* _Extracted text_:

══════

Yay teacher gave me an extension until Tuesday the 14th. So I've been sitting here for the past few hours shuffling and reshuffling the content I'm meant to write up on, and I'm drawing a total blank. There's only so much procrastinating you can do before you simply have to sigh and admit this isn't going to accomplish anything. I KNOW I'm making this more complicated than it is, for goodness sakes its only 2000 words and a first year paper to boot. Its not likely i'm expected to write a world changing thesis. I've decided one of my future research projects will be finding out what causes the start-of-the-assignment hump. You look at all that information, all neatly sorted by introduction, cause, statistics, yadda yadda, then you sit for three days wondering where to start and in the end not starting at all.
The depression clearly is a mitigating factor in the writing doldrums. I'm tired, frustrating, anxious, and fed up. My poor husband had to take three days off of work again just to help me keep my sanity as waves of random panic and depression took turns battering me into an unrecognizable pulp. Oh, and btw, apparently being at the edge of sanity makes you look like shit. I have that on the authority of every friend that has stopped by to see how I am just to tell me how horrible I look. Our GP, bless him, has given me a change of medications... he knows me well enough by now to not bother trying to send me to a psychiatrist, because the amount of time I've spent on research for both psychology classes and my own interest has made me able to quite confidently diagnose and medicate myself. So out has gone the Aropax and in the Citalapram. Anything has to be better than this, and the aropax has clearly lost its edge after 2 years. Cross fingers!
Ah, lovely, my daughters nanny has cancled her weekly care, so I now suddenly have 3 hours less work time for that assignment. Pardon me while I go off on a screaming and crying tangent and continue to get nothing accomplished.

══════

* _Dataset content_:
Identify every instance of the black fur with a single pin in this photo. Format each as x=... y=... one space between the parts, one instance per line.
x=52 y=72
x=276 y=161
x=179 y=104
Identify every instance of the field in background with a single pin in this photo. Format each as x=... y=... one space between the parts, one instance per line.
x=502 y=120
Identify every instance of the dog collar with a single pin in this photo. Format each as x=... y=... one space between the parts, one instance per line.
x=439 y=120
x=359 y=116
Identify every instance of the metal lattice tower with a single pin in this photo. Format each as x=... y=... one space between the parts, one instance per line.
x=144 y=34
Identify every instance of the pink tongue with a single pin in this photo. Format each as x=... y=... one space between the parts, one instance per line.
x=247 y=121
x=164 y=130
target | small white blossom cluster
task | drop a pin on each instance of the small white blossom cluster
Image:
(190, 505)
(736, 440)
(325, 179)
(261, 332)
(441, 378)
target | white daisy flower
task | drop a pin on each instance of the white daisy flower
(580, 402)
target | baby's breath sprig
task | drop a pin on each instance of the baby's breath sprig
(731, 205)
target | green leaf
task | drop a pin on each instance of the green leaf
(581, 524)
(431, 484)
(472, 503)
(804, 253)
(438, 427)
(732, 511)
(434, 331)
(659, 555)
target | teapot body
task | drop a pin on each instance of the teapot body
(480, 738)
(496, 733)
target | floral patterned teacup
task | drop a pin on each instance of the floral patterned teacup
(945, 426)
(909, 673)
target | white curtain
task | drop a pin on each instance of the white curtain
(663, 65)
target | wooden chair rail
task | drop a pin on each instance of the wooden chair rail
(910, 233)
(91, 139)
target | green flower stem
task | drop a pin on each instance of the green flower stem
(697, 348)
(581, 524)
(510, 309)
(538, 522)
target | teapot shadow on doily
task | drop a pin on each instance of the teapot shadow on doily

══════

* _Problem details_: Copy the passage of the post about the assignment extension from "Yay teacher gave" up to and including "starting at all.".

* _Result_:
Yay teacher gave me an extension until Tuesday the 14th. So I've been sitting here for the past few hours shuffling and reshuffling the content I'm meant to write up on, and I'm drawing a total blank. There's only so much procrastinating you can do before you simply have to sigh and admit this isn't going to accomplish anything. I KNOW I'm making this more complicated than it is, for goodness sakes its only 2000 words and a first year paper to boot. Its not likely i'm expected to write a world changing thesis. I've decided one of my future research projects will be finding out what causes the start-of-the-assignment hump. You look at all that information, all neatly sorted by introduction, cause, statistics, yadda yadda, then you sit for three days wondering where to start and in the end not starting at all.